▶ _Given records_:
================================
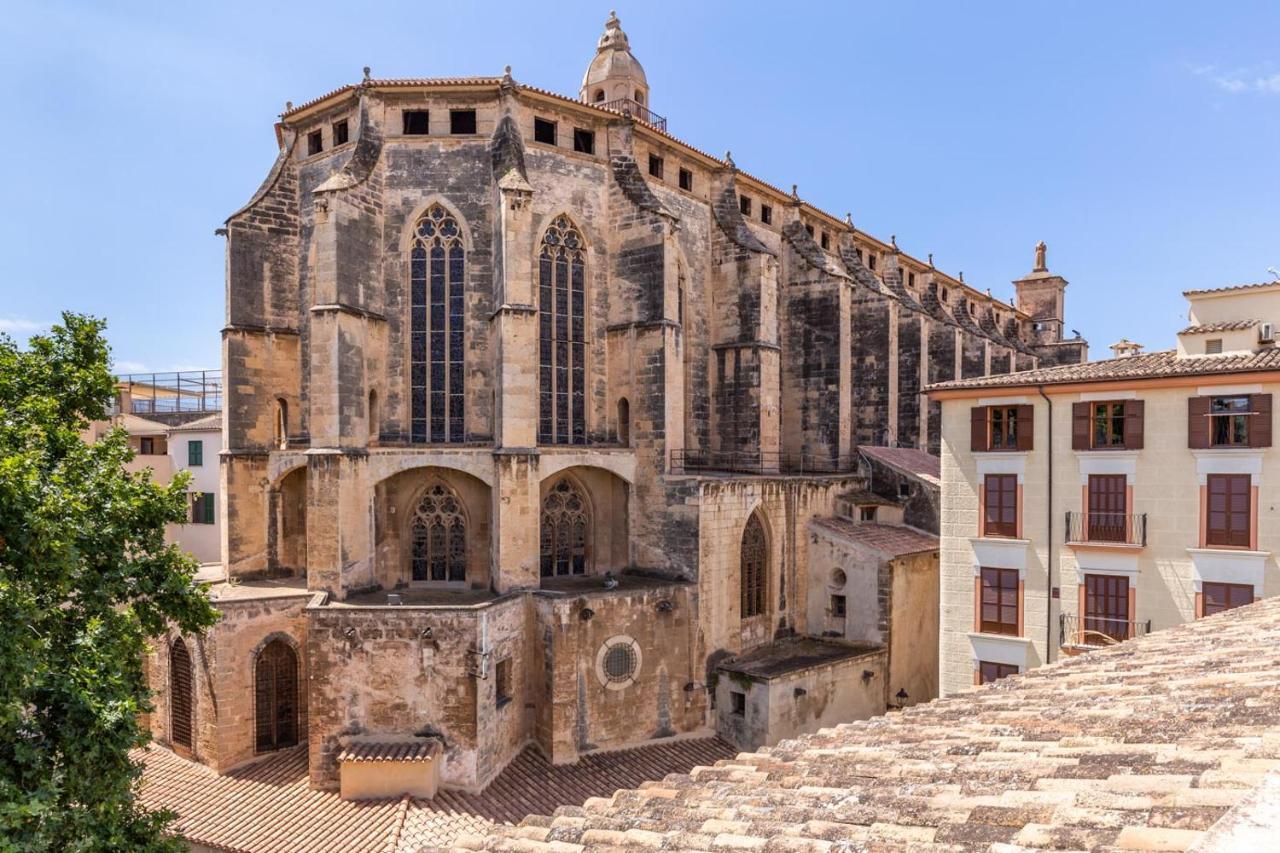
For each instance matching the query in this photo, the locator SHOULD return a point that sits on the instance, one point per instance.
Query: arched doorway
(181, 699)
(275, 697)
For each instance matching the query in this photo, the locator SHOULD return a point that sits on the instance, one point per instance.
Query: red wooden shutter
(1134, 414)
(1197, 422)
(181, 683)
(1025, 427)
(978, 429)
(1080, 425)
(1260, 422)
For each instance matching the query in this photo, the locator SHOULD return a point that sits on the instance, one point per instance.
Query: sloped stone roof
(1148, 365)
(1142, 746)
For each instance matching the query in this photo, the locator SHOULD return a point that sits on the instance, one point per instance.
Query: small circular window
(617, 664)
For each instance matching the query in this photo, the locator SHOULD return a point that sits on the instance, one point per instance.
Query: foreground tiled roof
================================
▶ _What is being asked_:
Copy out the whole listing line for line, leaving out the pictures, and shift every point coordinate by -54 while keeping all other wording unchanged.

▶ _Finished exercise_:
For each instance matching the query in this photo, the locator SHOULD return a point that sits on the instance, one point per instance.
Query: arched doorway
(127, 645)
(221, 643)
For each instance matching the query in this photo, the locator SHOULD return a point that sits on the instance, one point per instance.
Query: red wooden shutter
(1080, 360)
(1143, 368)
(127, 629)
(971, 373)
(924, 375)
(1026, 371)
(1206, 368)
For each instance matching the query in this photo, the locator SHOULD return a point that sits on the instance, one point per instance.
Query: sloped stone roof
(1094, 311)
(1088, 692)
For each instance matching the query in this photo, the locator SHOULD return a point that sits on the instance, one point per instance.
Query: small circular window
(563, 610)
For each instance matching the query in this photo, the locator SHOULD return a point that sits on the instance, one point per instance.
Query: foreground tiled roof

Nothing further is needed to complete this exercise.